## begin MATERIALS PROVIDED

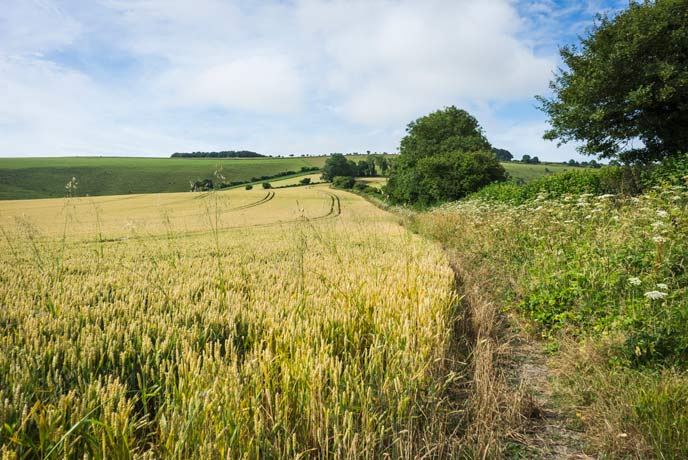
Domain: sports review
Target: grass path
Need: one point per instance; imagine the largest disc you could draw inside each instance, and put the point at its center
(546, 431)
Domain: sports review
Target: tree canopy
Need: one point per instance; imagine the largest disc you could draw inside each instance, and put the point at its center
(222, 154)
(624, 91)
(502, 154)
(444, 156)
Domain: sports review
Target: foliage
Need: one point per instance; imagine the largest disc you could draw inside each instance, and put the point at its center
(603, 271)
(345, 182)
(22, 178)
(222, 154)
(502, 154)
(338, 165)
(626, 82)
(443, 157)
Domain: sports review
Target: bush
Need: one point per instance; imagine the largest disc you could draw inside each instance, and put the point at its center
(345, 182)
(446, 177)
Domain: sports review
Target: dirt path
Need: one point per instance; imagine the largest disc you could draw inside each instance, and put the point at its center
(514, 414)
(546, 432)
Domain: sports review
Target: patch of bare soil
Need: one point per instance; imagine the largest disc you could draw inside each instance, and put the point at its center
(547, 430)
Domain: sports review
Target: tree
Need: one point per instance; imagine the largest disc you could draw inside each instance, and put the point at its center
(338, 165)
(444, 156)
(502, 155)
(624, 91)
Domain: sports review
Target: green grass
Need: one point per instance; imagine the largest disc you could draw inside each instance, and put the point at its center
(23, 178)
(528, 173)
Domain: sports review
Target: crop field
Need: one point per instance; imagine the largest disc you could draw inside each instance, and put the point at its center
(30, 178)
(289, 323)
(528, 173)
(23, 178)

## end MATERIALS PROVIDED

Write out all the entries again, word for word, and print no images.

Domain: sports review
Target: grass path
Need: one point per instance; imagine the largest disc you could draw inside each instance, and put the point at its center
(546, 431)
Domain: sports review
Target: tree canopy
Need: one point per instance; imagine the largest disc you could draw inside each instance, and put the point at its center
(222, 154)
(624, 91)
(502, 154)
(444, 156)
Domain: sports review
Target: foliage
Need: one point per instance; imagine the largest disc you could draw inside each instance, and put the point at its center
(603, 271)
(345, 182)
(22, 178)
(222, 154)
(502, 154)
(338, 165)
(626, 82)
(443, 157)
Domain: sports review
Target: bush
Need: one point per instance; imagine the largest disc you could draw inside each instance, and put the point at its center
(345, 182)
(446, 177)
Domain: sports review
Target: dirt path
Need: one point per instance; imagine the largest disc you could draw inside each instance, and put the point at its center
(514, 414)
(546, 432)
Domain: sports review
Target: patch of bare soil
Need: one point per instance; imagine the largest disc you could draw inside each instance, and put the point at its center
(547, 430)
Domain: sports review
Target: tree
Need: one point per instance; imagine the largest disc you could draw inside each instance, and put the point at its center
(338, 165)
(444, 156)
(502, 155)
(624, 91)
Domain: sports review
Target: green grass
Need: one point per instance; imagine the largest disc you could draw inside each instance, and put the point at its center
(23, 178)
(528, 173)
Domain: sports review
Target: crop field
Need: one point per instance; imagine the largest disc you could draw inside each instance, and put the point at its center
(30, 178)
(289, 323)
(528, 173)
(23, 178)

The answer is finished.